§ PAGE EXTRACT:
________________
Garlic, like all alliums, are great xeriscapers, so while they (you) won't like a lot of competition for organic matter and good soil, they won't be put off by a little water competition, especially in a hugel bed.  I've polycultured them with Angelica, Parsley-Peas (not "parsley and peas"), even under huckleberry and white flowering currant.  Point is, I put them in where the soil was good, but the water was a little questionable.  They still need water to 'grow up', but not to mature properly.  Just don't let things get so moist as to cause Rust.  

I'd probably use clover for the paths rather than for the beds.  I like 'walkable' clover in paths, and red clover on the sides, so the bees can climb up my pant legs un-noticed and with very little effort.  Also a good reason for 'boxer shorts', as bumblebess prefer an enclosed area to hibernate.

- To me, 'companion crops' is an oversimplified way of saying 'polyculture'.  There's no hard and fast rule about where to plant them, but it's far more nuanced (and generally resilient) if you just plant them where they make sense at the time, which usually means "within", rather than "to one side".  Depending on what they are, most things like the chamomile, clover, rue, dill (fennel), and whatever else (mint? heather?), won't compete much, but they might play a vital role in keeping the soil and insect life from degrading or preventing erosion.

- What Skandi wrote up above about wind is what I've read and been told as well - I wonder if the "Irish" stacked stone walls perform the same mediating function, thanks to all the holes in them.  SOUND (Ow! Stop that!) is what is stopped by impermeable surfaces (and not at all by hedgey-plants.)  Windward sides of hedge-rows will have different moisture conditions as well, so that's worth thinking about.

- (If you don't know already,) Rue is likely to cause contact dermatitis.

- Conventions do say not to water garlic for the last month, but I think it's better said that garlic just needs to be established and mature by that time, so it can handle its own water needs.
________________
§ EXERCISE DETAILS: According to the text on growing garlic, what is rue likely to cause? The lines after this point come from a different source.

§ SUPPLIED RECORDS:
________________
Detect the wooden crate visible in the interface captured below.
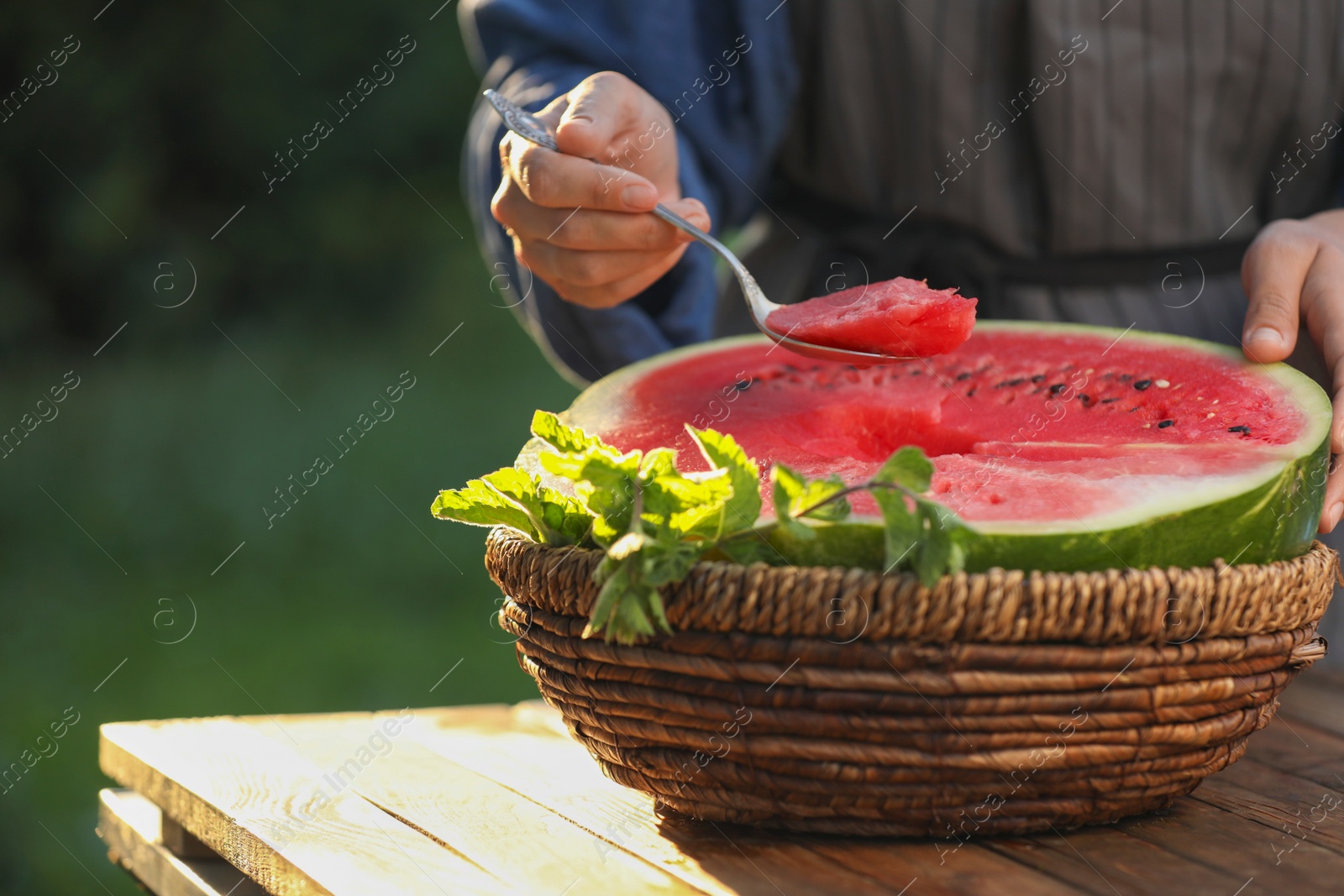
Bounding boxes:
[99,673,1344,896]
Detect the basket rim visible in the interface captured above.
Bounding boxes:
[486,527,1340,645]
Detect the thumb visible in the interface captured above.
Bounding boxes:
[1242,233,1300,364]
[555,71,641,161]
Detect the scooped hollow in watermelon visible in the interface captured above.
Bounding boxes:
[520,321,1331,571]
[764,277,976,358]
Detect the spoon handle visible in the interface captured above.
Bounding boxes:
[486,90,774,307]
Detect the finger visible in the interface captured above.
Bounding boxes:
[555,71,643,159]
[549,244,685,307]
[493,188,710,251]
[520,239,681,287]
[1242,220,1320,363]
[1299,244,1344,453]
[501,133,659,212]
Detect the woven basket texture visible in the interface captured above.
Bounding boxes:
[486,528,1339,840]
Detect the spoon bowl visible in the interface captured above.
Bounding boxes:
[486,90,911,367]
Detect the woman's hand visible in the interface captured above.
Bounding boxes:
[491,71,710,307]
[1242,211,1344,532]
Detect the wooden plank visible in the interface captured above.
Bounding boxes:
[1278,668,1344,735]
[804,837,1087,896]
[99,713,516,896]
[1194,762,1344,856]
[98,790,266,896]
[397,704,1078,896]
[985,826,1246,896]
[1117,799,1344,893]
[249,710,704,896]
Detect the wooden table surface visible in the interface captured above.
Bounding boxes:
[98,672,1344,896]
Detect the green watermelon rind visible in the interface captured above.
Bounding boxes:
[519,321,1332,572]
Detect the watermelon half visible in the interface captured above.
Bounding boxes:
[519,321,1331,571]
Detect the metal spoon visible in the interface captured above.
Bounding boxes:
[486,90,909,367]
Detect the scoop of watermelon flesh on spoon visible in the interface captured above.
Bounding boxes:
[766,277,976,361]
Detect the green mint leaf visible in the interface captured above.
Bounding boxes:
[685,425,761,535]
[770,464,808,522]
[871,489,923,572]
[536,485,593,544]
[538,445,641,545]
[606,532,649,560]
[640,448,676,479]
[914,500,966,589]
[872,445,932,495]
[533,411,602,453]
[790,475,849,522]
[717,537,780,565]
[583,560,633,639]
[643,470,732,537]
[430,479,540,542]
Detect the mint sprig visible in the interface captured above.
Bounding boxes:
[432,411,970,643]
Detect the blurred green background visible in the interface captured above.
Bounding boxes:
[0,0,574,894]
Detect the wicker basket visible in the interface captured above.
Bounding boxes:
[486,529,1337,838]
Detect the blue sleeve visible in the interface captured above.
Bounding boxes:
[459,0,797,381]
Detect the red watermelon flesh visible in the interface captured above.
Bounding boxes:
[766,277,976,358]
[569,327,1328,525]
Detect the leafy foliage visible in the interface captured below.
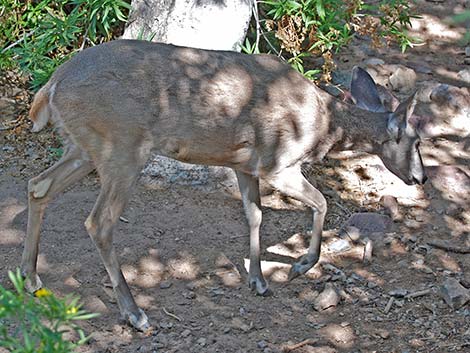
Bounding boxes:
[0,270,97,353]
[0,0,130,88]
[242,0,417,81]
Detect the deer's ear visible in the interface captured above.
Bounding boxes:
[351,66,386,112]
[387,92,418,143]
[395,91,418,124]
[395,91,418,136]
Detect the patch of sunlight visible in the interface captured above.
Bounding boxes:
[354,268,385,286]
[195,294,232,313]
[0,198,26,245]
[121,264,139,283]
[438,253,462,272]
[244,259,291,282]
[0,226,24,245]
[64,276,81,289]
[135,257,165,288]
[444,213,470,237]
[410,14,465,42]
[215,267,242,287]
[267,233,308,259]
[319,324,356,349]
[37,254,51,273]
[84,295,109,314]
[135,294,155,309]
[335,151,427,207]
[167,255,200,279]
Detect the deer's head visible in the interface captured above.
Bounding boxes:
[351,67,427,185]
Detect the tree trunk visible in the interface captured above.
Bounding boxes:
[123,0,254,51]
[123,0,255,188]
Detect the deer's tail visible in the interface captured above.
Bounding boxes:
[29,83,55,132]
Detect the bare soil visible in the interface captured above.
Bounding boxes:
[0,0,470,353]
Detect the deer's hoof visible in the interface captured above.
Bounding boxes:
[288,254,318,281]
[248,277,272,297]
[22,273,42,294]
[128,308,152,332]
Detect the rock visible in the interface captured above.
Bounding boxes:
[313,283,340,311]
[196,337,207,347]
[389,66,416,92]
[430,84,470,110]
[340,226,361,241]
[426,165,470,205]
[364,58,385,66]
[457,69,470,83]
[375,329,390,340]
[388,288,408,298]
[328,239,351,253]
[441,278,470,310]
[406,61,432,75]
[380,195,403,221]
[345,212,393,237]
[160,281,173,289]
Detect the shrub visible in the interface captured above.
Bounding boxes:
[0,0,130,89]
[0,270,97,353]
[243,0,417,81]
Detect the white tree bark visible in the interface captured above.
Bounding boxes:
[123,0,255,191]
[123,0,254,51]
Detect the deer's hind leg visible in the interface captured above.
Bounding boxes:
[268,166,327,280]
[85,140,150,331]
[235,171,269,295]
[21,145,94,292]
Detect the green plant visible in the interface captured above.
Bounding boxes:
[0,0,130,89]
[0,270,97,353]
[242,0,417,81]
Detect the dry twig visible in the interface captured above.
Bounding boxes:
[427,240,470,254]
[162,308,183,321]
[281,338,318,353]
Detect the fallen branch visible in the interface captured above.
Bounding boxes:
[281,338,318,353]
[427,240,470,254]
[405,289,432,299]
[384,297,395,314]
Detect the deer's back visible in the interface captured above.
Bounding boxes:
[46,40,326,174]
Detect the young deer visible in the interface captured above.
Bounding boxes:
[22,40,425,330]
________________
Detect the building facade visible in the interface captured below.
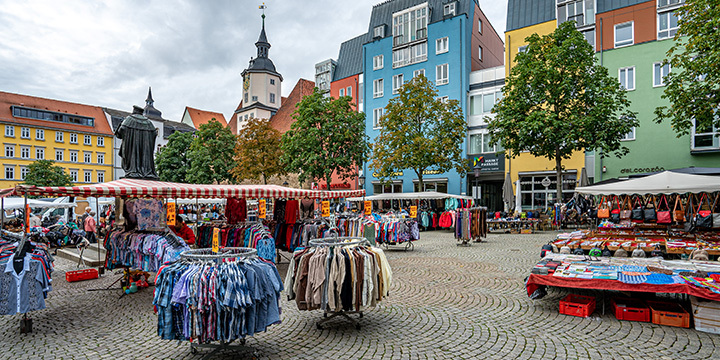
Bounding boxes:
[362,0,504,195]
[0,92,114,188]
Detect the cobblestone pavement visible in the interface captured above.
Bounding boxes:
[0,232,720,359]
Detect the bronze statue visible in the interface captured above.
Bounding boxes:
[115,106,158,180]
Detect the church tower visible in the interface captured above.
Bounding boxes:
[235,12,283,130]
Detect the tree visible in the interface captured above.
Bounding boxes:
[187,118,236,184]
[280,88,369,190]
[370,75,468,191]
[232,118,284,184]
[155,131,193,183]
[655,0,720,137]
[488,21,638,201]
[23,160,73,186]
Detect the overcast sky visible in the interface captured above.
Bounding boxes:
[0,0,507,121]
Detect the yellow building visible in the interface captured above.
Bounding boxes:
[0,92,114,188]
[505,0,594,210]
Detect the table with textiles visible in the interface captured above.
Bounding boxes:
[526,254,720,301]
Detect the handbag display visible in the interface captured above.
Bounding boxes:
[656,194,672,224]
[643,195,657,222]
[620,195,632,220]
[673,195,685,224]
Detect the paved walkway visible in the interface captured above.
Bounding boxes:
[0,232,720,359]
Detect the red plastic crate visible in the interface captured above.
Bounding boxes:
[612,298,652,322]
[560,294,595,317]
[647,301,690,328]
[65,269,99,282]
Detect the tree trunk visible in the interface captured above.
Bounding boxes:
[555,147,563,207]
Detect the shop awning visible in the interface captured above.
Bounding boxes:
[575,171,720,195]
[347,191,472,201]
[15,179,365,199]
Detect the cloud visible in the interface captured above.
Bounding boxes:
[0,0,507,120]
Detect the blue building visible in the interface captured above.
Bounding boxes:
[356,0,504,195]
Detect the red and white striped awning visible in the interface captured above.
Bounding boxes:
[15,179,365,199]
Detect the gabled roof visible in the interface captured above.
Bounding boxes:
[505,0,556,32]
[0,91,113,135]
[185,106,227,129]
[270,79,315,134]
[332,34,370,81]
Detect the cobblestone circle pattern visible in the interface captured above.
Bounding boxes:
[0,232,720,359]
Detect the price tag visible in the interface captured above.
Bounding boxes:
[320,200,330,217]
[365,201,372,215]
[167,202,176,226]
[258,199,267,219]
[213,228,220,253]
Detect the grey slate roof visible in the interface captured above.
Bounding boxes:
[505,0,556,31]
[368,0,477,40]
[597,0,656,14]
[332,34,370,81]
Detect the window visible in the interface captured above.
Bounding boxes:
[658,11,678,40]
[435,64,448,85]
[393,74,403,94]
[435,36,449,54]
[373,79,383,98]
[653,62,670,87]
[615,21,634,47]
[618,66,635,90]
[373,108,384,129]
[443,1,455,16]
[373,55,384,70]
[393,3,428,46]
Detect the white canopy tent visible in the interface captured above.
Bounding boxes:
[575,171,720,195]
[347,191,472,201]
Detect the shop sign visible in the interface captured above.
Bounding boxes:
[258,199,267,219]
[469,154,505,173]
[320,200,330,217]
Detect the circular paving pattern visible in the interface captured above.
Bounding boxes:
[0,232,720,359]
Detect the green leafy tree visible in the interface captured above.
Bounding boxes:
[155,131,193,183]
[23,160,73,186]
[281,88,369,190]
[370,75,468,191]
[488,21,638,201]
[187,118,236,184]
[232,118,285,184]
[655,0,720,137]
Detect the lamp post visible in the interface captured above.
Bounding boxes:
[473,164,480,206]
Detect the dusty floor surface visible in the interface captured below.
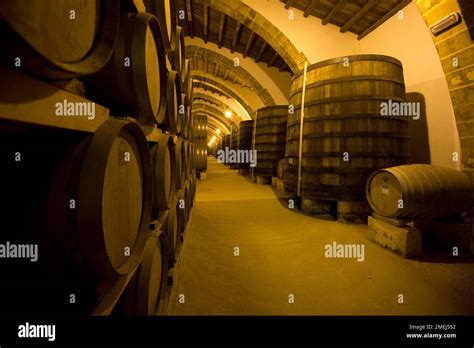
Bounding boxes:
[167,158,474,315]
________________
§ REPLY TO THE EXERCISE: Contact dermatitis.